--- EXTRACTED RECORDS Enclosed Below ---

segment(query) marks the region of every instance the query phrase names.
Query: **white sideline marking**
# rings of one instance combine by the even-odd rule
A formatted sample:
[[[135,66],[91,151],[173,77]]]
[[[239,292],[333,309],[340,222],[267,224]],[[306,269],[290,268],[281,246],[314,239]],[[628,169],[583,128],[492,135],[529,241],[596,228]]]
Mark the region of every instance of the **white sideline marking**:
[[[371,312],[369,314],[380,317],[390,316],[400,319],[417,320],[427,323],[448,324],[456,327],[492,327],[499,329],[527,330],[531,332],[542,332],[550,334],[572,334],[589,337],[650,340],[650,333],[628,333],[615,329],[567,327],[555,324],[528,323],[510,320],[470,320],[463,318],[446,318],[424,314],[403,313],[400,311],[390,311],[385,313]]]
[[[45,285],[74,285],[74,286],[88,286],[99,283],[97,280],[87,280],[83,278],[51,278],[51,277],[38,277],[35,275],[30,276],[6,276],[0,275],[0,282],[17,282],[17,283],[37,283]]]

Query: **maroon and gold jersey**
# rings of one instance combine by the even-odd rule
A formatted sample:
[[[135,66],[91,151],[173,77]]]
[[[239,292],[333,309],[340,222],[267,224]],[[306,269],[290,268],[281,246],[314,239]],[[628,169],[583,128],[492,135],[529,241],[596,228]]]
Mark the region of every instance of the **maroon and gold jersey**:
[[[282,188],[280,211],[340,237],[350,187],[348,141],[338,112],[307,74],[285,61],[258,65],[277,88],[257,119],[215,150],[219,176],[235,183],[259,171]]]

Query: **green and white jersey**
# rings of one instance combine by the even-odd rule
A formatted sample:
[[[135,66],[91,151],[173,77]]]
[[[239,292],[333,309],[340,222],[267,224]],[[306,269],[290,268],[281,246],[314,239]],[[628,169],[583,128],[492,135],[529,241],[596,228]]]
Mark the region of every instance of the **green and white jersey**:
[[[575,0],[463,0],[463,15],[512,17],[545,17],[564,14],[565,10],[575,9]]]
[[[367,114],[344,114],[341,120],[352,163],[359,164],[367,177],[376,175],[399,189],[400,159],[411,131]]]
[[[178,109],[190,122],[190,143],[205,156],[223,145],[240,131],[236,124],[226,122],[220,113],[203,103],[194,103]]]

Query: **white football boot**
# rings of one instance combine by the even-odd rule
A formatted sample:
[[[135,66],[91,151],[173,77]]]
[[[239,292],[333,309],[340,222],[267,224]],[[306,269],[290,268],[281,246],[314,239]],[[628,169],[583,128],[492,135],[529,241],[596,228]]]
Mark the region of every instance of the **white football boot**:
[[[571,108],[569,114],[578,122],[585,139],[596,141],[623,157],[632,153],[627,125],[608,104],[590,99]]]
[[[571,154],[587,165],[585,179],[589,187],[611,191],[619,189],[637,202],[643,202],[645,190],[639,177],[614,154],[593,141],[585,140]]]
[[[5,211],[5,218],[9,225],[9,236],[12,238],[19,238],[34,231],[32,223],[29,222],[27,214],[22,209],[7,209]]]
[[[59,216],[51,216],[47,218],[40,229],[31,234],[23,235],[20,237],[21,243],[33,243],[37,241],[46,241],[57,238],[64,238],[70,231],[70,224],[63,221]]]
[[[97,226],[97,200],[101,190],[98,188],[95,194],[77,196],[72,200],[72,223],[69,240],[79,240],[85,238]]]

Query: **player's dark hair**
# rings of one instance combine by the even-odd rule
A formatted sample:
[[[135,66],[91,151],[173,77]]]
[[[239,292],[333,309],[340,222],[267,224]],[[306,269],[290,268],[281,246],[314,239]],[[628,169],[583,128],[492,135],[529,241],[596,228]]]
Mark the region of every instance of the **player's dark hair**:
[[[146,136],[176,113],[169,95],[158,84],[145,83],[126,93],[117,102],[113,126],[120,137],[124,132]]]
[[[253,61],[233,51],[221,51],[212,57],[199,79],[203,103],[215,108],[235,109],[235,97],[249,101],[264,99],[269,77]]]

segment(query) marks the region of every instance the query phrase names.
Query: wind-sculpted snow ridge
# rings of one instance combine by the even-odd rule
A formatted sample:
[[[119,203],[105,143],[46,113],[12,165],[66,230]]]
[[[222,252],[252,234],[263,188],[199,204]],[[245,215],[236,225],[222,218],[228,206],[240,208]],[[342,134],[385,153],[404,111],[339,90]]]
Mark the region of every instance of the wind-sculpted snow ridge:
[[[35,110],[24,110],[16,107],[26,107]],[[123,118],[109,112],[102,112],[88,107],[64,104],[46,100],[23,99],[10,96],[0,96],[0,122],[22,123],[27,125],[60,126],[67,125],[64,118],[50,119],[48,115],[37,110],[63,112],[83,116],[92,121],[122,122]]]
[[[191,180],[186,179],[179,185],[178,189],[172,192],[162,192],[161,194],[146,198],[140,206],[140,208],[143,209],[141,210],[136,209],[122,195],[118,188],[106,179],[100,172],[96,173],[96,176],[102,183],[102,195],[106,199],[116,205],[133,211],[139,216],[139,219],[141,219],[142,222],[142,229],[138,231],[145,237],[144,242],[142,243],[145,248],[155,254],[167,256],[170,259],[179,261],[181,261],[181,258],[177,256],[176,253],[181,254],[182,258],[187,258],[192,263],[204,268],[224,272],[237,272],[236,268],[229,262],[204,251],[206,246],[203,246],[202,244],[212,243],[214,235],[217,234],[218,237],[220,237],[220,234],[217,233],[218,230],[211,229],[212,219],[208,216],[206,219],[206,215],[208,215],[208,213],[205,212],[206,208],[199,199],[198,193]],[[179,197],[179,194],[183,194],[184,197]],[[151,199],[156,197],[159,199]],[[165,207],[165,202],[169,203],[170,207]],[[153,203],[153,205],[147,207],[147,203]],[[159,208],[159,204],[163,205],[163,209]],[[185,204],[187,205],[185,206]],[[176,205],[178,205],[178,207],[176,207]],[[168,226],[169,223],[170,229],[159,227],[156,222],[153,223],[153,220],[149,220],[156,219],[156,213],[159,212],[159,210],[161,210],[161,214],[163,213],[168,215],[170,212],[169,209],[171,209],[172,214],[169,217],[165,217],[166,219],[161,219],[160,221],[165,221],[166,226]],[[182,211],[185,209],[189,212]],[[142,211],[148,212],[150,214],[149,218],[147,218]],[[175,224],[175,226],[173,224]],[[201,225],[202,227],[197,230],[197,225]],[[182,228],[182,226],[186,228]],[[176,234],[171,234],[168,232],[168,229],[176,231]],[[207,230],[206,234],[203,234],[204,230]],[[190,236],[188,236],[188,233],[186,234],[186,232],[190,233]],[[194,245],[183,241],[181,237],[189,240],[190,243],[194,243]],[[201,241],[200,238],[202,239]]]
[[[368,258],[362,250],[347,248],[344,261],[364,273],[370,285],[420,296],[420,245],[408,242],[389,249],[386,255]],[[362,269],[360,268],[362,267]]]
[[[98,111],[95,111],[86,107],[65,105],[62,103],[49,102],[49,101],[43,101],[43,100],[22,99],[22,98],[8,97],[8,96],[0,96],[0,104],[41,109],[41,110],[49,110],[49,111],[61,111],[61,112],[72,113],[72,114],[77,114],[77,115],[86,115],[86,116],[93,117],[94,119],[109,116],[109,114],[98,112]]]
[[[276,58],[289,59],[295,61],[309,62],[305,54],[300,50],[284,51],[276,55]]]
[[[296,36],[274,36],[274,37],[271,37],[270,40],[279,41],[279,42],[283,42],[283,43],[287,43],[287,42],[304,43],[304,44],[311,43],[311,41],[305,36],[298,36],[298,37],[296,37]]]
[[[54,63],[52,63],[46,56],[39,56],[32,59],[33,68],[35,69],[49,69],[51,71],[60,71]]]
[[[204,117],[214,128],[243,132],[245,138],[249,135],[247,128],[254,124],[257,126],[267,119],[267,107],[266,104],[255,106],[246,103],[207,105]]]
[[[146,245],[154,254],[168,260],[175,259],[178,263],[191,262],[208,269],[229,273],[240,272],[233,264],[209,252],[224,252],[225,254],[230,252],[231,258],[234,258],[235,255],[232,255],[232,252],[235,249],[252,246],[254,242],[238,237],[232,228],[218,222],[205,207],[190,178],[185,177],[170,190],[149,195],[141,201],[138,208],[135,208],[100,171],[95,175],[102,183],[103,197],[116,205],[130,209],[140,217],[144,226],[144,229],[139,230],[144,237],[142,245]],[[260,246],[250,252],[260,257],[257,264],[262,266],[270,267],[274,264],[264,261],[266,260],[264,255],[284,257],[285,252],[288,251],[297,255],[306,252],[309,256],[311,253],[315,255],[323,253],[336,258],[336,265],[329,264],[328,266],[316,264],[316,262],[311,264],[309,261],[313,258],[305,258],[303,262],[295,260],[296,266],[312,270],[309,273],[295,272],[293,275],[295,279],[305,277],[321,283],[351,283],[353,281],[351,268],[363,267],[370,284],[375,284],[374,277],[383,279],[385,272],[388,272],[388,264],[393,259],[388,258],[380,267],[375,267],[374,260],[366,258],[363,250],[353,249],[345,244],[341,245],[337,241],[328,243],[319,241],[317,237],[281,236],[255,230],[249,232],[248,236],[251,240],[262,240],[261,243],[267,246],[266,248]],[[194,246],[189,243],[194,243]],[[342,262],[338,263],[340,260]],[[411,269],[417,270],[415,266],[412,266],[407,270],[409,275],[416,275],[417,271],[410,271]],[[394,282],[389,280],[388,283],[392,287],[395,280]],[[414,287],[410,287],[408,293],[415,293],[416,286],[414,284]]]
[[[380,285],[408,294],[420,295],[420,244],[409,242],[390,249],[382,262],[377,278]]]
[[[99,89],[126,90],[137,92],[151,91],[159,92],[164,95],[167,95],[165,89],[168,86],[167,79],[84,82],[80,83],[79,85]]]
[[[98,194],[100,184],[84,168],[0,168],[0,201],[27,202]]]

--- End of Enclosed EXTRACTED RECORDS ---

» WHAT IS REQUIRED:
Begin at the first line of the records above and quote every line verbatim through the one that contains "Query: **white football boot**".

» TASK OUTPUT:
segment(query) marks the region of every instance the query phrase names.
Query: **white sideline marking**
# rings of one instance combine by the even-odd rule
A formatted sample:
[[[135,66],[91,151],[173,77]]]
[[[239,292],[333,309],[340,222],[267,224]],[[306,269],[290,268],[281,246],[314,239]],[[628,169],[583,128],[492,135],[529,241],[596,228]]]
Mark the region of every instance of the **white sideline marking**:
[[[371,312],[369,314],[380,317],[390,316],[400,319],[417,320],[427,323],[448,324],[456,327],[492,327],[499,329],[527,330],[531,332],[542,332],[550,334],[572,334],[589,337],[650,340],[650,333],[628,333],[615,329],[567,327],[555,324],[528,323],[510,320],[470,320],[463,318],[446,318],[424,314],[403,313],[400,311],[390,311],[385,313]]]
[[[45,285],[74,285],[74,286],[88,286],[99,283],[97,280],[87,280],[83,278],[51,278],[51,277],[38,277],[35,275],[30,276],[6,276],[0,275],[0,282],[17,282],[17,283],[37,283]]]

Query: **maroon and gold jersey**
# rings of one instance combine by the even-odd rule
A formatted sample:
[[[135,66],[91,151],[173,77]]]
[[[239,292],[333,309],[340,222],[267,224]],[[306,269],[290,268],[281,246],[314,239]],[[628,169],[583,128],[492,135],[529,241],[596,228]]]
Mark the region of every instance of the **maroon and gold jersey**:
[[[282,188],[280,211],[340,237],[350,187],[348,141],[338,112],[307,74],[285,61],[258,65],[277,88],[257,119],[215,150],[219,176],[235,183],[259,171]]]

Query: **green and white jersey**
# rings of one instance combine by the even-odd rule
A formatted sample:
[[[135,66],[91,151],[173,77]]]
[[[239,292],[333,309],[340,222],[267,224]],[[306,269],[290,268],[281,246],[314,239]],[[628,169],[583,128],[492,135],[529,241],[596,228]]]
Mark the region of every instance of the **green and white jersey**:
[[[575,0],[463,0],[463,15],[512,17],[545,17],[564,14],[565,10],[575,9]]]
[[[367,114],[344,114],[341,120],[352,163],[359,164],[367,177],[376,175],[399,189],[400,159],[411,131]]]
[[[178,109],[190,122],[190,143],[205,156],[223,145],[240,131],[236,124],[226,122],[220,113],[203,103],[194,103]]]

Query: **white football boot**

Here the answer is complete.